Items from a dataset:
========
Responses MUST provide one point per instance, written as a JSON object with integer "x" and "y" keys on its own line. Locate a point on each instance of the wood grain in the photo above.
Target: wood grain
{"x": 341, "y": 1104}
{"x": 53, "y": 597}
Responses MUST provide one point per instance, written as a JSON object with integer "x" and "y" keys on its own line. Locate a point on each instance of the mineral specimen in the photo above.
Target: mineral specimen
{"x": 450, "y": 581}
========
Each line of the data must be set down again as it is.

Responses MUST provide one point per instance, written as a JSON object with integer "x" and "y" keys on its own line. Locate a point on each instance of the wood grain in the photo above.
Target: wood grain
{"x": 341, "y": 1104}
{"x": 53, "y": 597}
Responses MUST provide one point per instance, written as a JSON object with integer "x" and "y" keys on its own line. Locate a point on each instance of the mineral specimen in the photo above.
Target: mineral specimen
{"x": 450, "y": 581}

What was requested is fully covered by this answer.